§ WHAT YOU SHOULD DO: Exactly reproduce each record listed below.

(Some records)
● ● ● ●
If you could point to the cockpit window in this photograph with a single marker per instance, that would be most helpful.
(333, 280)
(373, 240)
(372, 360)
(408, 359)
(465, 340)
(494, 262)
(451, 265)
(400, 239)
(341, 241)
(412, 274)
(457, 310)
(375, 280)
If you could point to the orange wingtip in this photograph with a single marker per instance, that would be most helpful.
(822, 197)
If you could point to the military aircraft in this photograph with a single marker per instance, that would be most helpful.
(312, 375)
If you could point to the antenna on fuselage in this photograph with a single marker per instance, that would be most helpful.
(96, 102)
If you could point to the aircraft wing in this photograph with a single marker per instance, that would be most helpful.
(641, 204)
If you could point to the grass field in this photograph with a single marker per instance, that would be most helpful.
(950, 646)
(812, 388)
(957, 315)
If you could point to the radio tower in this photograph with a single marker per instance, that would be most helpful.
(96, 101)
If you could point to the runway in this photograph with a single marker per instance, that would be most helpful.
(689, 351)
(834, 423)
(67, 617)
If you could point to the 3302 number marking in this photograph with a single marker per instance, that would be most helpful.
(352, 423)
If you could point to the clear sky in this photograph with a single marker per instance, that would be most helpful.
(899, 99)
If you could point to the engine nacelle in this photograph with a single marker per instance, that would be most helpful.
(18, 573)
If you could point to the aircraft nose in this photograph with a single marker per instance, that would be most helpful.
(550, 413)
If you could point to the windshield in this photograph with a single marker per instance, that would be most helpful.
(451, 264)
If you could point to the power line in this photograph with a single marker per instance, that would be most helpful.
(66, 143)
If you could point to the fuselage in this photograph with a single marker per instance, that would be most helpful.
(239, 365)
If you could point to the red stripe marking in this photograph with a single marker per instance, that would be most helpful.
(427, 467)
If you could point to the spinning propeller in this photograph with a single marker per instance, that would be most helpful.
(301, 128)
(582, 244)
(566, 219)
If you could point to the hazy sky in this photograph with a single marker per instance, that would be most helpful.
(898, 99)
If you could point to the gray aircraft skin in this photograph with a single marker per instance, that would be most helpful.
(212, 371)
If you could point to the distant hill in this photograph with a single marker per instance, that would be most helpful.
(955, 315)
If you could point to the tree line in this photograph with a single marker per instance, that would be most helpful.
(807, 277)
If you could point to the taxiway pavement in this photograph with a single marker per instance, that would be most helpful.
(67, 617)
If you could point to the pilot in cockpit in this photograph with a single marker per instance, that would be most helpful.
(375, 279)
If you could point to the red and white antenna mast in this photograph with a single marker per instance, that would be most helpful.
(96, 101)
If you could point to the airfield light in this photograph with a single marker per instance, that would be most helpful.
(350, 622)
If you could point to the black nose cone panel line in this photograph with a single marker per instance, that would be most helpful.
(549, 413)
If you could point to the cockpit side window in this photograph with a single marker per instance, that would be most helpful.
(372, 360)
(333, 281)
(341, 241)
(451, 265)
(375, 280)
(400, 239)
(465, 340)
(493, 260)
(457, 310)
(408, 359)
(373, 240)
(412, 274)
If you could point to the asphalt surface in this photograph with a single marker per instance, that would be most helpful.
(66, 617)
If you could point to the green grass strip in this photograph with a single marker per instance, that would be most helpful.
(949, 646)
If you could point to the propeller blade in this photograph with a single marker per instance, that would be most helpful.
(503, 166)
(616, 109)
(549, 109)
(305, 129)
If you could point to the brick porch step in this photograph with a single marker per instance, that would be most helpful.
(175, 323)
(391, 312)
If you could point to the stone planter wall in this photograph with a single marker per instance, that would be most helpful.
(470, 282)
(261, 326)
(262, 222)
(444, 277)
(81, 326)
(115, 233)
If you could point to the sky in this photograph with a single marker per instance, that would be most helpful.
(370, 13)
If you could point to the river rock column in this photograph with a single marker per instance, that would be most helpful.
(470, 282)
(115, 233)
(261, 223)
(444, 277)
● ● ● ●
§ RESULT:
If you could point to the cockpit window in this photograph with a single marker per instance, that would be most helpful.
(333, 280)
(373, 240)
(372, 360)
(408, 359)
(465, 340)
(494, 262)
(451, 265)
(400, 239)
(341, 241)
(412, 274)
(457, 310)
(375, 280)
If you could point to the orange wingtip in this photograph with a single marker per instance, that would be most helpful.
(822, 197)
If you could point to the military aircraft in this photograph with a single marker per instance, that would be most helpful.
(312, 375)
If you could point to the antenna on fuselage in this photograph with a single marker per instance, that would be most helpful.
(96, 102)
If you could point to the aircraft wing in this photograph with a single marker per instance, that would be most helpful.
(641, 204)
If you could point to the grass field in this photograph with a single marker per instance, that would be most helpful.
(950, 646)
(812, 388)
(957, 315)
If you could point to the radio tower in this photograph with a single marker per instance, that would be most helpful.
(96, 101)
If you could point to the runway in this photograph with a single marker per instance, that would be most helpful.
(689, 351)
(834, 423)
(67, 617)
If you could point to the 3302 number marking in this photograph with a single marker per instance, that would be most helpful.
(352, 423)
If you could point to the clear sky in this photograph with a single marker per instance, that would be most helpful.
(899, 99)
If you could point to the engine nacelle in this photograph with a single marker per instance, that would be most helpful.
(18, 573)
If you could point to the aircraft nose in this photograph with a single marker per instance, that would be most helpful.
(550, 413)
If you could point to the windshield in this photograph with a single marker per instance, that would be most helpful.
(451, 264)
If you could point to the power line in this photograph with a single marker per instance, that would be most helpful.
(66, 143)
If you could point to the fuselage in this photograph with a single marker per instance, that would be most helpful.
(239, 365)
If you could point to the red stripe marking in this photograph with a single marker per instance, that would be most helpful.
(427, 467)
If you could point to the spinning propeller in this photograph with a single marker per instance, that would be most helpful.
(301, 128)
(582, 244)
(566, 219)
If you could point to the hazy sky in this photograph with a single marker per instance, that would be most helpful.
(898, 99)
If you could point to the gray aircraft skin in this photograph with a single marker per instance, that would be most helpful.
(212, 371)
If you could point to the distant hill in this photograph with a single marker per instance, that would be most helpful.
(955, 315)
If you could point to the tree line in this photograph with a single marker per instance, that would be most helpful.
(807, 277)
If you could point to the taxiway pavement in this photograph with a single marker per instance, that would be most helpful.
(67, 617)
If you could point to the pilot in cockpit in this photograph with a single marker per instance, that would be most helpful.
(375, 279)
If you could point to the red and white antenna mast in this photograph with a single marker per instance, that would be most helpful.
(96, 101)
If you could point to the airfield light in this photograph with a single marker per instance, that would be most helpful.
(350, 622)
If you could point to the black nose cone panel line in this photograph with a single marker per instance, that would be most helpful.
(549, 413)
If you could point to the cockpit side window in this photograph with a single marker per instance, that would be most helpful.
(372, 360)
(333, 281)
(341, 241)
(451, 265)
(375, 280)
(400, 239)
(465, 340)
(493, 260)
(457, 310)
(408, 359)
(373, 240)
(412, 274)
If you could point to the asphalt surface in this photograph with a single marker per instance, that would be most helpful.
(66, 617)
If you could point to the green grass strip in this photograph with a single marker per instance, that would be most helpful.
(949, 646)
If you could point to the propeller blade in this photograph with a single marker per instance, that would be most helpful.
(503, 166)
(616, 109)
(549, 109)
(305, 129)
If you could point to the brick porch step in this photograph with a single marker per instance, that would be most helpful.
(175, 323)
(391, 312)
If you could point to the stone planter wall in this photograph with a single marker per instance, that would be most helpful.
(470, 282)
(261, 326)
(262, 222)
(444, 277)
(81, 326)
(115, 233)
If you could point to the sky in this photograph with a single marker per instance, that would be most helpful.
(370, 13)
If you could point to the river rock column in this photograph with a single marker per instance, that would be most helpful.
(470, 282)
(115, 233)
(261, 223)
(444, 277)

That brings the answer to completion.